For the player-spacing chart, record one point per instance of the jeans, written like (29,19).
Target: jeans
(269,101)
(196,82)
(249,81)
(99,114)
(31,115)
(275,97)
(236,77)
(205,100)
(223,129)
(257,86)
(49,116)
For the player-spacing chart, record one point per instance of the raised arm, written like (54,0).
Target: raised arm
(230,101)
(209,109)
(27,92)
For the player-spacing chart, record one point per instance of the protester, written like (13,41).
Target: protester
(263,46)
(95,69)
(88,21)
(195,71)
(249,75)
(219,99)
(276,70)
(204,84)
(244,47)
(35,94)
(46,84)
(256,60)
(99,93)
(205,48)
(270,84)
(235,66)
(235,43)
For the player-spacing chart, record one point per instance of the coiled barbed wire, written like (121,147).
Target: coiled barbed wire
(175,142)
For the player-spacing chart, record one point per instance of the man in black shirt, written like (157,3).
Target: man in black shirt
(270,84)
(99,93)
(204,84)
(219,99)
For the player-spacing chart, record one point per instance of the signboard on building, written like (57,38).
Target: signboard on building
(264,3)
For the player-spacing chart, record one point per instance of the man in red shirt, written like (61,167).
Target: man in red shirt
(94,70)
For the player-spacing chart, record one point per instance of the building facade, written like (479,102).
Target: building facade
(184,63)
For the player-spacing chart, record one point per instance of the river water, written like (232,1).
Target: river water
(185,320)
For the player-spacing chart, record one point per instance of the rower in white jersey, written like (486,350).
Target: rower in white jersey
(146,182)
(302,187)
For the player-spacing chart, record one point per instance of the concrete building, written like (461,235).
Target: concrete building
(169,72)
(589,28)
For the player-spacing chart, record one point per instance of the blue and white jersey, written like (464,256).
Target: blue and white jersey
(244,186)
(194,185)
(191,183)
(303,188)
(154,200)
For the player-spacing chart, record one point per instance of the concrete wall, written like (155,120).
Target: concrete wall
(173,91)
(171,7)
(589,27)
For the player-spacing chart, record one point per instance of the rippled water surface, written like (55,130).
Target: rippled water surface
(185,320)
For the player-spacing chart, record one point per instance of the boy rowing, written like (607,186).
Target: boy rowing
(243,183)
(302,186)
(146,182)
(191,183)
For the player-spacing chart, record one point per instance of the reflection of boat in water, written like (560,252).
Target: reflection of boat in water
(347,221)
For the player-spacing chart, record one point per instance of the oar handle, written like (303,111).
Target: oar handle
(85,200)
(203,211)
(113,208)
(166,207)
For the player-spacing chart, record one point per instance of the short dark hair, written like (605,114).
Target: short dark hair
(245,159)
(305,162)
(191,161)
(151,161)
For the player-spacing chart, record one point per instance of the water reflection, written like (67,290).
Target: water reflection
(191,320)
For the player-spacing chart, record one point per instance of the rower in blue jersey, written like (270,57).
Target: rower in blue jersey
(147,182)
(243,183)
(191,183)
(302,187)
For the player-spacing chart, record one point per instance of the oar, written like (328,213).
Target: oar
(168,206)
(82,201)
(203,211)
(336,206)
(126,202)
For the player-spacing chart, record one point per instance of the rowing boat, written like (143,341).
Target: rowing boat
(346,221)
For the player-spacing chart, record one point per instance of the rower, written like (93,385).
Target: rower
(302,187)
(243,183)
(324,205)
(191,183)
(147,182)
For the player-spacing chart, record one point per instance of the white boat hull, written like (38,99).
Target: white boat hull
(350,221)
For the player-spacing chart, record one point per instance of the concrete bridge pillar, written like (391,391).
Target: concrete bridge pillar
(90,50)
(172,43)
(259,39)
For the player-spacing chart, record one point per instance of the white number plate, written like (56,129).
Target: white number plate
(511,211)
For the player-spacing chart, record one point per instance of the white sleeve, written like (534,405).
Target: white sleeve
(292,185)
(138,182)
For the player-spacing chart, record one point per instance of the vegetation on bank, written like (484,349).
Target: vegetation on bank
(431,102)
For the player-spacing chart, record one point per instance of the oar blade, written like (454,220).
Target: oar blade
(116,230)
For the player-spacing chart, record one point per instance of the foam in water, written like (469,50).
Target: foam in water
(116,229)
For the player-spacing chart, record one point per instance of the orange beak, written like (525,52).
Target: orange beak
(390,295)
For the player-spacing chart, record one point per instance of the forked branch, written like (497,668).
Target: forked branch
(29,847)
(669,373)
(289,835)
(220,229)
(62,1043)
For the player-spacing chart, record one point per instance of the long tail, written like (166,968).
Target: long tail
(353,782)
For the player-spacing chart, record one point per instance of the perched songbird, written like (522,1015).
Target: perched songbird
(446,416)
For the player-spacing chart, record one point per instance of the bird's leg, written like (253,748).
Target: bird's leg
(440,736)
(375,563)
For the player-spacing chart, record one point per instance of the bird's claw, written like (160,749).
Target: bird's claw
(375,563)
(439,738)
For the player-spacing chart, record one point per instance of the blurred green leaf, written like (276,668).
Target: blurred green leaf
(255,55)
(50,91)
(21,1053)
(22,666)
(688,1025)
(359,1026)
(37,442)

Description of the task: Reproduce all of the items above line for line, with no changes to any of them.

Response to this task:
For the player-spacing chart, record one point per instance of the jeans, written like (29,19).
Target: jeans
(269,101)
(196,82)
(249,81)
(99,114)
(31,115)
(275,97)
(236,77)
(205,100)
(223,129)
(257,86)
(49,116)
For the player-spacing chart, record one point per instance of the raised arm, written like (54,0).
Target: raised arm
(230,101)
(209,109)
(27,92)
For the player-spacing chart, record one point per instance of the protester, written like (13,41).
Target: protester
(263,46)
(95,69)
(88,21)
(195,71)
(249,75)
(219,99)
(276,70)
(204,84)
(244,47)
(35,94)
(46,84)
(256,60)
(99,93)
(205,48)
(270,84)
(235,66)
(235,43)
For the player-spacing chart, record one point per instance of the coiled barbed wire, written like (121,147).
Target: coiled barbed wire
(175,142)
For the player-spacing chart, record one point per instance of the man in black shirt, written like (157,3).
Target: man in black shirt
(270,84)
(99,93)
(204,84)
(219,99)
For the player-spacing chart, record one point per instance of the signboard on building, written like (57,38).
Target: signboard on building
(264,3)
For the player-spacing chart, record one point per instance of the man in red shirt, written like (61,167).
Target: man in red shirt
(94,70)
For the player-spacing chart, record one point per instance of the building facade, written like (479,102).
Target: building facade
(184,63)
For the player-spacing chart, record one point per instance of the river water, written like (232,1).
Target: river water
(185,320)
For the player-spacing chart, record one point per instance of the rower in white jersey, written like (486,350).
Target: rower in white jersey
(146,182)
(302,187)
For the player-spacing chart, record one point per instance of the concrete building, written like (461,235).
Target: concrete building
(169,72)
(589,28)
For the player-spacing chart, record one point per instance of the blue and white jersey, written like (464,256).
Target: blue and white jersey
(244,186)
(194,185)
(191,183)
(303,188)
(154,200)
For the player-spacing chart, record one point per instance of the concrete wall, written like (155,120).
Target: concrete wall
(173,91)
(171,7)
(589,27)
For the player-spacing chart, record one point per instance of the rippled water surface, written like (55,130).
Target: rippled water surface
(185,320)
For the player-spacing chart, record one point per instance of the boy rowing, written like (607,186).
Target: boy rowing
(243,183)
(302,186)
(146,182)
(191,183)
For the player-spacing chart, record one point per instance of the reflection of boat in water, written like (560,252).
Target: reflection of boat in water
(347,221)
For the player-spacing chart, record one point per instance of the oar handle, written like (303,111).
Target: oar handle
(85,200)
(203,211)
(113,208)
(166,207)
For the player-spacing chart, record one point per instance of the short dark hair, written like (605,114).
Target: short dark hair
(245,159)
(305,162)
(191,161)
(151,161)
For the player-spacing chart, record one point per instance of the water reflection, written like (67,290).
Target: water reflection
(191,320)
For the player-spacing chart, record one point per instance of the rower in blue jersey, written like (270,57).
Target: rower in blue jersey
(147,182)
(243,183)
(191,183)
(302,187)
For the player-spacing chart, record one point per instance of the oar, written like (328,213).
Target: oar
(168,206)
(82,201)
(203,211)
(336,206)
(126,202)
For the player-spacing chart, record one point per instance of the rowing boat, written like (143,341).
Target: rowing boat
(346,221)
For the player-spacing chart, record one point per instance of the rower, written like (93,385).
Target: rower
(302,187)
(243,183)
(324,205)
(191,183)
(147,182)
For the player-spacing chart, record one point per instance of the white boat hull, written like (38,99).
Target: white boat hull
(350,221)
For the player-spacing chart, record one point per instance of the concrete bridge pillar, written like (391,391).
Target: concrete bridge pillar
(90,50)
(172,43)
(259,39)
For the player-spacing chart, record one point per instance of the white number plate, written like (56,129).
Target: white number plate
(511,211)
For the player-spacing chart, record one point per instance of the white sleeve, written like (534,405).
Target: white sleeve
(292,185)
(138,182)
For the player-spacing chart, record one point per instance of the vegetation on bank, written like (484,349).
Target: vegetation on bank
(431,102)
For the player-spacing chart, record one point per instance of the oar blade, written like (454,220).
Target: oar blade
(116,230)
For the player-spacing chart, record one point per instance of the foam in water, written like (469,50).
Target: foam in water
(116,229)
For the player-spacing chart, record one point per instance of the orange beak, written like (525,52).
Target: orange beak
(390,295)
For the player-spacing chart, record one point per instance of the forked branch, written like (497,668).
Target: forked branch
(29,847)
(669,373)
(289,835)
(220,229)
(62,1043)
For the player-spacing chart, record one point per instance of the long tail, written like (166,968).
Target: long tail
(353,782)
For the player-spacing chart, record one point per instance of the perched songbird, written like (522,1015).
Target: perched songbird
(446,416)
For the player-spacing chart, record one point per instance of the bird's leg, written like (253,748).
Target: bird's leg
(440,736)
(375,563)
For the player-spacing chart, record one point per instance of the bird's claw, written like (160,749).
Target: bird's claw
(375,563)
(439,738)
For the player-spacing chart, record one point per instance of the blurred green leaf, written like (276,668).
Target: blurred green leaf
(255,55)
(50,91)
(21,1053)
(22,666)
(688,1025)
(359,1026)
(37,442)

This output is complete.